### Document extract
────────────────────────────────────────
But so many of us spiral into this deep dissatisfaction with ourselves and the way that we are because we are wishing that we were somebody else, because we were wishing that we had money and that we had somebody that loved us when we don't even love ourselves. We don't even have the respect for ourselves. We have just deprived ourselves from anything because we're thinking in future Zerky terms.
You're thinking in future you terms, right? But what about now? Let's say you have started to sail pretty smoothly. You feel like you are doing well in college. You have a good social circle. You're feeling like, who knows, maybe you graduated college and you're in your professional life. You're in your professional girly era. And I love that for you. I'm rooting for you. That's dope. Shout out.
But there are things in the back of your mind that are making you feel as if there is more for you to do. And there are things that are weighing on you because you see it in your friends' lives. They have a partner. They're getting married. They have a kid. That's crazy. They are achieving some kind of position at a job that makes four times what you're making.
In college terms, maybe you have friends that are joining high-level clubs. They're becoming presidents of organizations. And you are realizing, dang, I feel inadequate with the type of things I've done in the past. And right now, I also feel like I'm not doing enough. It's good to be honest that you feel that way. It's good to be real about the fact that that's how you feel. Even with the money.
You feel like you want to make money and you want to build some kind of wealth for yourself. We judge it because it sounds corny, but we think about it. Everyone thinks about it. Be honest with yourself then. That's all I'm asking is be honest with yourself. Don't deprive yourself of it because your friend group is going to think you're cringe for it. Who cares? It doesn't matter what they think.
────────────────────────────────────────
### Data segment
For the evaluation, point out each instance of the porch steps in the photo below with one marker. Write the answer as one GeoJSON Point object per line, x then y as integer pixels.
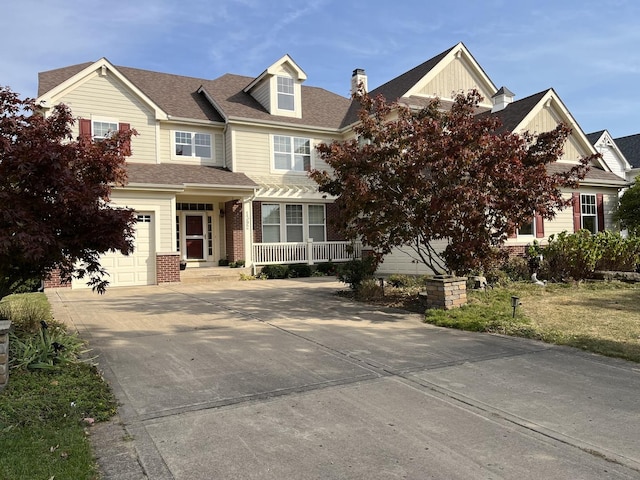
────────────────────────────────────────
### Work to complete
Pick up the talk on self-dissatisfaction and comparing yourself to friends right after its last sentence and keep it going.

### Exercise output
It's your life. Your friends are not deciding your life for you. But what about now? We've got that out of the way. What about now? Because you can keep wishing for it and you can keep thinking, oh man, well, you know, Jack is doing all these things and yeah, it would be really cool to be more involved on my campus. Oh, it would be, yeah, Jeffrey is having this incredible raise at work.
Oh, it would be incredible if I could be in those shoes. You've got to do something about it. You have to. Because the urgency is going to pass and you will get comfortable. And I think it is harder to bounce back from that kind of feeling of just being comfortable. Because it's chill. Because it's awesome. Like being comfortable is like a top ten, probably top five human feeling.
Honestly, it's probably one. Like when you're comfortable, bro, I feel like it's like the best thing ever. Like, you know, you're chilling on the couch, you're watching, I don't know, Severance, which I haven't even watched yet, but I'm imagining it's good because that's all I see on this app is Severance edits. Shout out Severance one time.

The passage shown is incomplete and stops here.